→ WHAT THE EXERCISE ASKS:
Reproduce every line of the material below, requests included, scaling each coordinate in the answers by 2.25 and rounding to whole numbers, with halves rounded up. Leave the numbers in the requests and their sample formats unchanged.

(Excerpts from location labeling data)

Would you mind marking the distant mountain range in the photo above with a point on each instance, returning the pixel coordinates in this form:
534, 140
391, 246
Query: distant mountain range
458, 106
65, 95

→ OUTPUT FOR THIS TASK:
Would you mind marking the distant mountain range in the photo above with a point on each instance, returning the pixel coordinates in this form:
534, 140
391, 246
Query: distant mountain range
1031, 239
146, 214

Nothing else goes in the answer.